((
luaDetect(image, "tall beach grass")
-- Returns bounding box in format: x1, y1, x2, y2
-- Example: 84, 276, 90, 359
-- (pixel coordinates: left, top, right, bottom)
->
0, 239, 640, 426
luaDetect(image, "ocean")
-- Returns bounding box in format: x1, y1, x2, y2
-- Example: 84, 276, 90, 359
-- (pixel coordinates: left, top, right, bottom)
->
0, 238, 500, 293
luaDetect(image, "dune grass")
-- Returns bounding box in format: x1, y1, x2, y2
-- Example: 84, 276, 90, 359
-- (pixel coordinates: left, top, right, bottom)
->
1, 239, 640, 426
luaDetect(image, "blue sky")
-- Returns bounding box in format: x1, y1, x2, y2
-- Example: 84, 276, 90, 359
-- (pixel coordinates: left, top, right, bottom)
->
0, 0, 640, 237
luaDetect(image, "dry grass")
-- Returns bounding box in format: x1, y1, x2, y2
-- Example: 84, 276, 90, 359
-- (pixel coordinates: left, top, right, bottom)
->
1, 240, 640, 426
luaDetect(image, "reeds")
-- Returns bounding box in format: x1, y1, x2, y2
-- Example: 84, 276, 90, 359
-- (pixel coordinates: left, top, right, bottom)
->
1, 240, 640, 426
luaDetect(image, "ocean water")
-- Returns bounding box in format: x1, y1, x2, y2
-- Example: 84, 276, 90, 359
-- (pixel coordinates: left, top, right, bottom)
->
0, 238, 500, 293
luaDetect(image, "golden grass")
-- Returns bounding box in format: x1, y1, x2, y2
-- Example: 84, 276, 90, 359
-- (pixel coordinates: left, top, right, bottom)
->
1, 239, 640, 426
))
Work to complete
Arrange the records, from the first line through the line that contains "0, 0, 640, 237", as a Markdown table with the columns Row and Line, giving each line a row number and omitting blank lines.

Reply to the exercise
| Row | Line |
|---|---|
| 1 | luaDetect(image, "tall beach grass") |
| 2 | -- Returns bounding box in format: x1, y1, x2, y2 |
| 3 | -- Example: 84, 276, 90, 359 |
| 4 | -- (pixel coordinates: left, top, right, bottom) |
| 5 | -> |
| 6 | 0, 239, 640, 426 |
| 7 | luaDetect(image, "ocean") |
| 8 | -- Returns bounding box in format: x1, y1, x2, y2 |
| 9 | -- Example: 84, 276, 90, 359 |
| 10 | -- (pixel coordinates: left, top, right, bottom) |
| 11 | -> |
| 12 | 0, 238, 500, 293 |
| 13 | luaDetect(image, "dune grass") |
| 14 | -- Returns bounding box in format: x1, y1, x2, y2 |
| 15 | -- Example: 84, 276, 90, 359 |
| 16 | -- (pixel coordinates: left, top, right, bottom) |
| 17 | -> |
| 18 | 1, 239, 640, 426 |
| 19 | luaDetect(image, "blue sky") |
| 20 | -- Returns bounding box in format: x1, y1, x2, y2 |
| 21 | -- Example: 84, 276, 90, 359 |
| 22 | -- (pixel coordinates: left, top, right, bottom) |
| 23 | -> |
| 24 | 0, 0, 640, 237 |